BEGIN Input rows

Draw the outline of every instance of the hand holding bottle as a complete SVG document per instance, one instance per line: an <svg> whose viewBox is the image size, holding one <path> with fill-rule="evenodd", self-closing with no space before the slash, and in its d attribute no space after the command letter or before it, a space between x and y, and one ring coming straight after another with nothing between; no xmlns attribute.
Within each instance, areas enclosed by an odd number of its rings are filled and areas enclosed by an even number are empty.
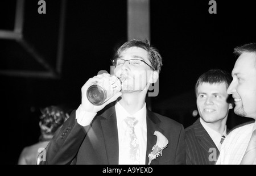
<svg viewBox="0 0 256 176"><path fill-rule="evenodd" d="M116 79L118 79L107 73L89 79L81 89L82 109L88 112L97 112L120 97L122 95L121 83ZM90 89L89 91L88 89Z"/></svg>

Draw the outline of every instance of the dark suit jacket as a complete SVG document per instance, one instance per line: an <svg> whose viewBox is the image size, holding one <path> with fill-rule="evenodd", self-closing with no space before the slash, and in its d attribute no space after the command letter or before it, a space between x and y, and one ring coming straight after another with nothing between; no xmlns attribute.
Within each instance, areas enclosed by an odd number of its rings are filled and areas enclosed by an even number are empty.
<svg viewBox="0 0 256 176"><path fill-rule="evenodd" d="M215 148L217 159L220 151L199 119L185 129L186 162L189 165L214 165L217 161L209 161L210 154L210 158L213 158L213 152L210 150L209 152L209 150Z"/></svg>
<svg viewBox="0 0 256 176"><path fill-rule="evenodd" d="M75 111L46 148L46 161L40 164L118 164L118 136L114 103L98 112L91 124L82 127L75 119ZM169 141L162 156L151 164L185 164L184 130L182 124L147 110L147 152L156 143L155 131Z"/></svg>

END Input rows

- _Aim of the exercise_
Reproduce verbatim every line of the data from the one containing "Draw the outline of every instance of the dark" through the end of the data, both ends included.

- _Final result_
Draw the outline of every instance of the dark suit jacket as a complete SVG document per instance, one instance per line: an <svg> whose viewBox is the image size, holding one <path> with fill-rule="evenodd", self-closing with no space before the slash, and in its d attribute no space after the command letter or before it, a space between x and y, and one ring coming straight after another with nothing between; no xmlns attribute.
Within each instance, areas enclosed by an odd number of its rings are filled and areas enclosed by an even number are empty.
<svg viewBox="0 0 256 176"><path fill-rule="evenodd" d="M215 148L217 159L220 151L199 119L185 129L186 162L189 165L214 165L217 161L209 161L210 154L210 158L213 158L213 152L210 150L209 152L209 150Z"/></svg>
<svg viewBox="0 0 256 176"><path fill-rule="evenodd" d="M75 111L46 148L46 161L40 164L118 164L118 136L114 103L98 112L91 124L82 127L75 119ZM169 141L162 156L151 164L185 164L184 130L182 124L147 110L147 152L156 143L155 131Z"/></svg>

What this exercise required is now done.